> _Extracted data_:
============================================================

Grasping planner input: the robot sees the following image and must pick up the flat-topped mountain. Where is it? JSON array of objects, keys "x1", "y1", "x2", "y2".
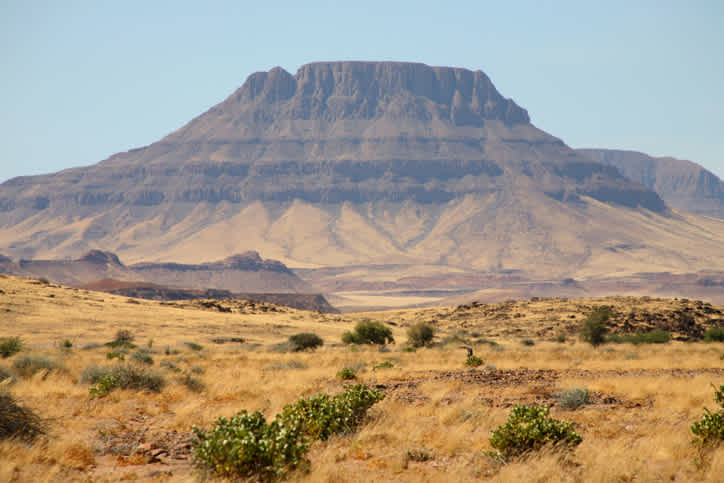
[
  {"x1": 0, "y1": 62, "x2": 724, "y2": 283},
  {"x1": 577, "y1": 149, "x2": 724, "y2": 218},
  {"x1": 0, "y1": 250, "x2": 315, "y2": 298}
]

============================================================

Rewrite the items above with "flat-topped mountain" replaced by "mesa", keeping everything else unchanged. Omit the pictures from your answer.

Grasping planner input: the robot sees the following image and must pick up the mesa. Where is it? JSON array of objects, keys "x1", "y1", "x2", "y2".
[
  {"x1": 0, "y1": 62, "x2": 724, "y2": 283},
  {"x1": 577, "y1": 149, "x2": 724, "y2": 218},
  {"x1": 0, "y1": 250, "x2": 315, "y2": 298}
]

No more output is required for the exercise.